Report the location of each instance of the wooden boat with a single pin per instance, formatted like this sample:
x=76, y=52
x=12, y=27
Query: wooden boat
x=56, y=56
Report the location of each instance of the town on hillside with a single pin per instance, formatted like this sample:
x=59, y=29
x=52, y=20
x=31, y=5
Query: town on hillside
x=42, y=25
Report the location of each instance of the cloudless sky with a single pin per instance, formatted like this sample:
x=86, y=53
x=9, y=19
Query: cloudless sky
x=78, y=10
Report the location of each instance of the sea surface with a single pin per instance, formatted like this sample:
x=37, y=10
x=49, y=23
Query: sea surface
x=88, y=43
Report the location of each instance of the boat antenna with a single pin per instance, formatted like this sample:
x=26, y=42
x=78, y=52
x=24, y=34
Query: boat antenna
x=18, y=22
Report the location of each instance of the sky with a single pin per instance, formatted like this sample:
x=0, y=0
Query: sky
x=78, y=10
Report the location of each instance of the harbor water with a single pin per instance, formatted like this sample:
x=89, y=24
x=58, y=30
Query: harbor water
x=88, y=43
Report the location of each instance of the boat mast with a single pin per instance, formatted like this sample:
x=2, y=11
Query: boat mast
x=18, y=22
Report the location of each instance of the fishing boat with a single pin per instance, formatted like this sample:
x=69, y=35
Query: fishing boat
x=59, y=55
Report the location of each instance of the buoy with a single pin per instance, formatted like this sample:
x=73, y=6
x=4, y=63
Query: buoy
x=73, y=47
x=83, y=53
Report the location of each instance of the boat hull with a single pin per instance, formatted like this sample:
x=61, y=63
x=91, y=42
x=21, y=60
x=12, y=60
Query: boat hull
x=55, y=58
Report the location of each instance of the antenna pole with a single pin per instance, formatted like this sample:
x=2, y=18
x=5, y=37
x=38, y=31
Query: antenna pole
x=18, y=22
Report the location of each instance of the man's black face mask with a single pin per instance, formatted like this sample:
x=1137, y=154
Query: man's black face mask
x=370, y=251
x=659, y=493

----

→ CHALLENGE
Can you quote the data above word for word, starting at the line that contains "Report the location of each instance of the buoy" and ending at the last line of the data?

→ RESULT FOR THIS TASK
Report the location of each instance of the buoy with a single pin per instance, formatted like this sample:
x=73, y=6
x=4, y=63
Query: buoy
x=73, y=47
x=83, y=53
Report the location of each instance of the boat hull with a single pin per instance, formatted like this sample:
x=61, y=63
x=91, y=42
x=21, y=60
x=12, y=60
Query: boat hull
x=55, y=58
Report the location of each instance of the antenna pole with a single pin per instance, formatted like this sample:
x=2, y=18
x=5, y=37
x=38, y=31
Query: antenna pole
x=18, y=22
Report the location of each instance of the man's black face mask with a single pin per instance, formatted like this sample:
x=1137, y=154
Query: man's black face mask
x=370, y=251
x=659, y=493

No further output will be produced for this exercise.